◆ WRITTEN INSTRUCTION 1
Write out, word for word, the part of the Santa Cruz bookstore passage that opens with the words containing "I certainly did." and closes with "properly aged books.".

◆ READING TEXT
------------------------------------
I certainly did. Wandering around semi-aimlessly in Santa Cruz the other day -what a gorgeous town it is by the way- I found a gold mine. Well, it would be one if you were as into books as I am. This gold mine is otherwise called Logos bookstore, a used book and record store in downtown Santa Cruz.

The rambling space was jam-packed with -what else- used books of all sorts. Directed by my guide, who is as big a book geek and an even bigger food geek than I am, I made a sharp left turn as I entered the store, and there I found shelf after shelf of cookbooks, some nearly new, others old and crumpled, with an authentically funky, mildew-y aroma of properly aged books.
------------------------------------
◆ SUPPLIED RECORDS

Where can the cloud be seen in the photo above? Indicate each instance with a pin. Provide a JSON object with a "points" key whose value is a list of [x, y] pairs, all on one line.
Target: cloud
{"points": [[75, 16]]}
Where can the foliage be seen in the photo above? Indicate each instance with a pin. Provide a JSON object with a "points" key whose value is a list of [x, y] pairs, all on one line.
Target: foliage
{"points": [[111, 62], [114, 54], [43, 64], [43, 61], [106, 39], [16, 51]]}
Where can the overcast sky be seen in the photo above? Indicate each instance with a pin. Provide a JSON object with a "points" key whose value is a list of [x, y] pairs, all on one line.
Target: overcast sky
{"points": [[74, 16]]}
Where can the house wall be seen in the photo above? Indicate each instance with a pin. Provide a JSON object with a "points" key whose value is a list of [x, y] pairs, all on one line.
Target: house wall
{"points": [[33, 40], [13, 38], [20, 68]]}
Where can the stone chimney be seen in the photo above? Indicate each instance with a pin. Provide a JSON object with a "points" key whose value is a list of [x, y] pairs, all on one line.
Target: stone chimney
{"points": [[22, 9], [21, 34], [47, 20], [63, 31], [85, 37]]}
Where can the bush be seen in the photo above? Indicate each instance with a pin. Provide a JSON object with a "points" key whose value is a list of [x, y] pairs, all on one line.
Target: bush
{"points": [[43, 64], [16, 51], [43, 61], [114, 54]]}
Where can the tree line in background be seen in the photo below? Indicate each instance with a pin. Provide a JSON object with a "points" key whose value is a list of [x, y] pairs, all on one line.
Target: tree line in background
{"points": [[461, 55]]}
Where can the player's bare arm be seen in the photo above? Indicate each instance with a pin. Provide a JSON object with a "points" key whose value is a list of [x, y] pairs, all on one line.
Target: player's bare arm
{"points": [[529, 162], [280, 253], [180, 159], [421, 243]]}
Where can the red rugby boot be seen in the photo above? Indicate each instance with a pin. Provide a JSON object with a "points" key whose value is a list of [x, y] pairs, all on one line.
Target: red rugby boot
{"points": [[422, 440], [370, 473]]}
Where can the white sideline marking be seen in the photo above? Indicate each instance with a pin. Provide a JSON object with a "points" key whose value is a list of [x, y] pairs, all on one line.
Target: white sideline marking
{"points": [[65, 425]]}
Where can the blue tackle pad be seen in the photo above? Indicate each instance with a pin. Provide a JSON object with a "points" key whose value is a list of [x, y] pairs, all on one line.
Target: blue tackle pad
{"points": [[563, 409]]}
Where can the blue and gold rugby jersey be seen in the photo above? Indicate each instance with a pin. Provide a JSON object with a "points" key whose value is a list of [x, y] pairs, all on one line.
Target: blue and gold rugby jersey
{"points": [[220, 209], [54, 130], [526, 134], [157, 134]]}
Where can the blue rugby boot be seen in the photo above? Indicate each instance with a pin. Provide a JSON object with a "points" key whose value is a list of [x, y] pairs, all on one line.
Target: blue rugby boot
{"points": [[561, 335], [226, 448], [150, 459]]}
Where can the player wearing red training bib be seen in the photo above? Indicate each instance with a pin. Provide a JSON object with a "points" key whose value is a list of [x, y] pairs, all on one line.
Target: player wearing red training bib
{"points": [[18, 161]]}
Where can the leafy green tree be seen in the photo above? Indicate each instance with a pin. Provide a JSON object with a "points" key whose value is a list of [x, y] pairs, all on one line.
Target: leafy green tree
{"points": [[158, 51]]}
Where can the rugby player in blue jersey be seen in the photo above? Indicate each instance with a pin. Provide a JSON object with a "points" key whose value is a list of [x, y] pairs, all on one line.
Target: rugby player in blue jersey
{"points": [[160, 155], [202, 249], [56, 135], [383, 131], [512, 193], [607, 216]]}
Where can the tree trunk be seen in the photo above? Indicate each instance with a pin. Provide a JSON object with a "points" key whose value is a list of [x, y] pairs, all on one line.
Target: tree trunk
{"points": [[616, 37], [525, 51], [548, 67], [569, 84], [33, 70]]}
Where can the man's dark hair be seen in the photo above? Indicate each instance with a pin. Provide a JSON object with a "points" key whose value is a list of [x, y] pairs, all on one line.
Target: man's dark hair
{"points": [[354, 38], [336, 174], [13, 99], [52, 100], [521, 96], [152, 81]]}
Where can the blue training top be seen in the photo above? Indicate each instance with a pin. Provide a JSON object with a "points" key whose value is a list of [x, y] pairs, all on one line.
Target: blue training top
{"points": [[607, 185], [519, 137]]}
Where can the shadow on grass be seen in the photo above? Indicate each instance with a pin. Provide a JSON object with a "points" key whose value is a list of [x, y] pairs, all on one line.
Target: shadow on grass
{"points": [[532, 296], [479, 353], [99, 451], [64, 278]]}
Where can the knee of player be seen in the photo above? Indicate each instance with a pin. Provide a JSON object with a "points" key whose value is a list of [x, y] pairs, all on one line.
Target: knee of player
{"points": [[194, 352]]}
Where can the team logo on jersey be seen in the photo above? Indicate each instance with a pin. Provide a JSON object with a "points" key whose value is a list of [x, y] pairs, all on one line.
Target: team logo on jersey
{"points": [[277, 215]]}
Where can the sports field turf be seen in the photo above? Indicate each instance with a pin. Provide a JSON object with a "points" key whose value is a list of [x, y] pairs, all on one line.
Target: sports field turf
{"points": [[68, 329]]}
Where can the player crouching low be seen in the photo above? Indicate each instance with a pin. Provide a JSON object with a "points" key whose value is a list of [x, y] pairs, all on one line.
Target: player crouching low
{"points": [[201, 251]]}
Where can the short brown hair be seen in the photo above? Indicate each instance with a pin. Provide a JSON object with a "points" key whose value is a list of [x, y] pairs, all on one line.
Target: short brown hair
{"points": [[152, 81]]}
------------------------------------
◆ WRITTEN INSTRUCTION 2
Repeat word for word the part of the listing that opens with the line containing "Where can the rugby" and closes with the line containing "Target: rugby player in blue jersey", including both of those lines.

◆ EXERCISE OUTPUT 1
I certainly did. Wandering around semi-aimlessly in Santa Cruz the other day -what a gorgeous town it is by the way- I found a gold mine. Well, it would be one if you were as into books as I am. This gold mine is otherwise called Logos bookstore, a used book and record store in downtown Santa Cruz.

The rambling space was jam-packed with -what else- used books of all sorts. Directed by my guide, who is as big a book geek and an even bigger food geek than I am, I made a sharp left turn as I entered the store, and there I found shelf after shelf of cookbooks, some nearly new, others old and crumpled, with an authentically funky, mildew-y aroma of properly aged books.

◆ EXERCISE OUTPUT 2
Where can the rugby player in blue jersey be seen in the photo above? Indicate each instance with a pin. Provide a JSON object with a "points" key whose value is a list of [x, y] pairs, all on one line.
Target: rugby player in blue jersey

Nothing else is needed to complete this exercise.